[start of DATASET EXTRACT]
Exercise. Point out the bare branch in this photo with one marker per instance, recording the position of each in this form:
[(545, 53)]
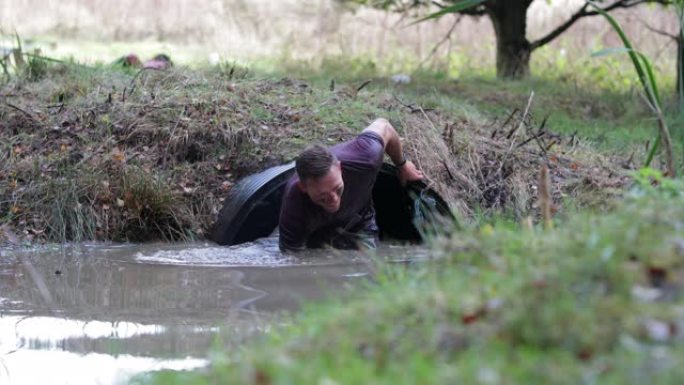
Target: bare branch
[(583, 12), (672, 36)]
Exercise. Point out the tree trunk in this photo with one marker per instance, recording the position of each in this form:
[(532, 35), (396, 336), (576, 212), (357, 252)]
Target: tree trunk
[(513, 50)]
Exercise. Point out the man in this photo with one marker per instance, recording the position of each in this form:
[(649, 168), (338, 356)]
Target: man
[(329, 200)]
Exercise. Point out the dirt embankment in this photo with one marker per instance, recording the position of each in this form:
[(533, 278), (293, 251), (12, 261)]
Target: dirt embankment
[(112, 155)]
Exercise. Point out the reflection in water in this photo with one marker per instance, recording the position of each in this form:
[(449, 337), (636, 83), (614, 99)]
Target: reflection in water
[(117, 310)]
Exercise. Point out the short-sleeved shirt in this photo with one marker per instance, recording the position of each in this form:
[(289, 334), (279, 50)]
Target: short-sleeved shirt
[(305, 224)]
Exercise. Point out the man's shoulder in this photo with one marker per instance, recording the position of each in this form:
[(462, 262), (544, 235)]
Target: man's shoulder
[(367, 147)]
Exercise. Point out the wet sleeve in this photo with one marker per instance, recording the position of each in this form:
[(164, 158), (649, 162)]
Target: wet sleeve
[(292, 226), (365, 152)]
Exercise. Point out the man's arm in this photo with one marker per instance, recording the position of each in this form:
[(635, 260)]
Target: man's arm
[(408, 172)]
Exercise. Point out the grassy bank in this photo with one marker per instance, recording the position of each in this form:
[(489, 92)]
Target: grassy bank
[(596, 301), (115, 154)]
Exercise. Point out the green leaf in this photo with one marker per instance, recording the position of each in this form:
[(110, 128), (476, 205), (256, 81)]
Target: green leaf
[(455, 8)]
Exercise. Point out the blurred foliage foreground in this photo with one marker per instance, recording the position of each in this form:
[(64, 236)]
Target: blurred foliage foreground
[(122, 154), (598, 301)]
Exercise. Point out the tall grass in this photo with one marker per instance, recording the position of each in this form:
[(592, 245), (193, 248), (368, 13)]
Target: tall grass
[(646, 75)]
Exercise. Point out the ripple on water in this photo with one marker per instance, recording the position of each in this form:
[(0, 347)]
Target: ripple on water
[(263, 252)]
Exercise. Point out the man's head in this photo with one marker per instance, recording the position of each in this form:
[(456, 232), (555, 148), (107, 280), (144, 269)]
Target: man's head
[(320, 177)]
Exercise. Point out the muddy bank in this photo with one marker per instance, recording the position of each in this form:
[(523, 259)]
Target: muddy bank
[(96, 153)]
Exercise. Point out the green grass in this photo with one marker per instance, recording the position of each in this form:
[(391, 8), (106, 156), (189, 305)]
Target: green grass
[(498, 304)]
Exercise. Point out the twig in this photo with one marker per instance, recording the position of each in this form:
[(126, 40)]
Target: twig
[(531, 138), (29, 115), (545, 196), (359, 88), (522, 121), (508, 119), (131, 85)]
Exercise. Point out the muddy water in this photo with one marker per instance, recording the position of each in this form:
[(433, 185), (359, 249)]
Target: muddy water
[(100, 313)]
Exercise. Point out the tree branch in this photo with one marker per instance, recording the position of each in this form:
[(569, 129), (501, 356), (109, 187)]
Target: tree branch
[(583, 12), (662, 33)]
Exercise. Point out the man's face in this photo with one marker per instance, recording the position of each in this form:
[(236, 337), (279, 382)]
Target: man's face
[(326, 191)]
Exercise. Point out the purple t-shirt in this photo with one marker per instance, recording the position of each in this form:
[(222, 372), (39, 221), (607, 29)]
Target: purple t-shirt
[(305, 224)]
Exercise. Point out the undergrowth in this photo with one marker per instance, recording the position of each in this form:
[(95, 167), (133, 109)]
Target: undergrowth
[(72, 138), (597, 301)]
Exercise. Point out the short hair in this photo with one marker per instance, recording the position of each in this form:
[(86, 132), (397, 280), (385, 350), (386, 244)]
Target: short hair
[(314, 162)]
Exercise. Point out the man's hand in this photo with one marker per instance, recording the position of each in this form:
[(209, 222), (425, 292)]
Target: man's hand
[(408, 172)]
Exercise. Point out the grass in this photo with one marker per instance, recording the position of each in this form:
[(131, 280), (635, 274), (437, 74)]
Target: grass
[(497, 304), (74, 135)]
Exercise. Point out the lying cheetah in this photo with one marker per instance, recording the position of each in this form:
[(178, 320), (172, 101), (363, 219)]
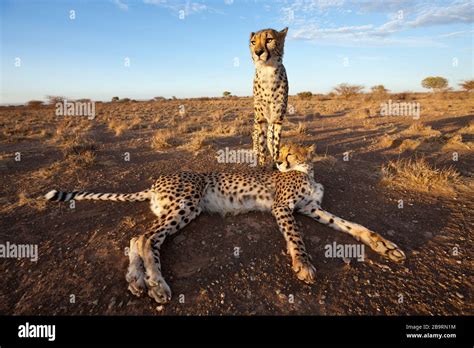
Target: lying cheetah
[(270, 91), (177, 199)]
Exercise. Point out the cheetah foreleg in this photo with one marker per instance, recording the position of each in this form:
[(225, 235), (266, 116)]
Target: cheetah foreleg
[(375, 241), (301, 260)]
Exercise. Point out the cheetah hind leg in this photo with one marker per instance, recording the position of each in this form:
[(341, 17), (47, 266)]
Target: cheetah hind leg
[(150, 243)]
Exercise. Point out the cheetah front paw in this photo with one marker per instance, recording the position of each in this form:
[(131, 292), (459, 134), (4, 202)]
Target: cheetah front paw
[(304, 270), (136, 272), (158, 290)]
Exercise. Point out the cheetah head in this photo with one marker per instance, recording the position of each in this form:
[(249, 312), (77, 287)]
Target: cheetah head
[(296, 157), (266, 46)]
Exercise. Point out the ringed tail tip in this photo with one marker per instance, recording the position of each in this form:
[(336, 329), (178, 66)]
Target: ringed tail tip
[(50, 195)]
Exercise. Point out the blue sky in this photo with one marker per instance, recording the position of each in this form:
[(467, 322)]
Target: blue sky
[(192, 48)]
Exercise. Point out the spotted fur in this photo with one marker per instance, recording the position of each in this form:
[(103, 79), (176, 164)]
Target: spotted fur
[(178, 199), (270, 91)]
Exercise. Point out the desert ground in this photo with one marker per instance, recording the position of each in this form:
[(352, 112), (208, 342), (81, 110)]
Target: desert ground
[(411, 180)]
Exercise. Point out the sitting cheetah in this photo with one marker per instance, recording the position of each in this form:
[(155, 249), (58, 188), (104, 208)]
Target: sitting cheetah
[(270, 91), (177, 199)]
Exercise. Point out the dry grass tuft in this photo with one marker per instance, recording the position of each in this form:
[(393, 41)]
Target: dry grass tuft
[(163, 139), (118, 126), (419, 128), (417, 174)]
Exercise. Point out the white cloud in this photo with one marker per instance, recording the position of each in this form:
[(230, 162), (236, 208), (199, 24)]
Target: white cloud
[(121, 5), (458, 12), (457, 33), (189, 7), (403, 15)]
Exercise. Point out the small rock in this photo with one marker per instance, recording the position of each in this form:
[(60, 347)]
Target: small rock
[(179, 238)]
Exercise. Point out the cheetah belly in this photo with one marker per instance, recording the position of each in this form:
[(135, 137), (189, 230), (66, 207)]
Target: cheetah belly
[(217, 202)]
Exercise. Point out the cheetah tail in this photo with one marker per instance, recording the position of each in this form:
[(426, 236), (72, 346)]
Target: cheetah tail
[(58, 196)]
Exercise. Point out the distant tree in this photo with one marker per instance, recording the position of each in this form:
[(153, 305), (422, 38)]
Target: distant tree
[(467, 85), (54, 99), (379, 89), (35, 103), (305, 95), (435, 83), (346, 90)]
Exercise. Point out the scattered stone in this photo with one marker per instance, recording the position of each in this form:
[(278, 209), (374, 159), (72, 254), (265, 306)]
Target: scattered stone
[(461, 296), (179, 238)]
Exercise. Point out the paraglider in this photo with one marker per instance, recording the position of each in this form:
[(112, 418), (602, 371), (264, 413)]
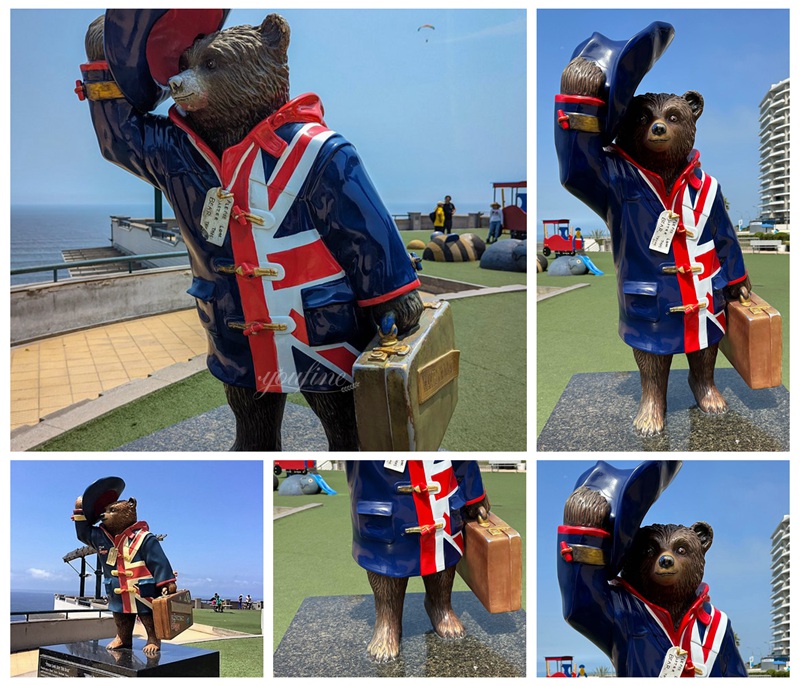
[end of DATASET EXTRACT]
• [INSTRUCTION] Rescale the stretch of items from the line containing "Exercise. Point out the undergrowth" through the line containing "[(497, 304), (74, 135)]", reproducing every line of it, requests included, with each coordinate in the answers multiplied by 1.45 and rounded to a whole number, halves rounded up. Leave the requests and their format samples unchanged.

• [EXERCISE RESPONSE]
Exercise. Point out the undergrowth in this photo with one marker per instance, recording the position of each in this form:
[(95, 167), (133, 109)]
Target: undergrowth
[(104, 200), (866, 436)]
Exercise. Point out the short hair in this photo with one marker per instance, recording the position of each in this form:
[(86, 132), (397, 280), (385, 350), (386, 244)]
Target: short hair
[(455, 235)]
Exercise. Point out the man's hand in this photo with one marker per instance, recording the position of each in this form:
[(209, 222), (425, 292)]
Target: man's hand
[(592, 249)]
Exercise. Point out the grass in this photo with one marker per instance, recording the position of each in this form:
[(131, 280), (635, 274), (437, 74)]
Target: grass
[(721, 441), (107, 196)]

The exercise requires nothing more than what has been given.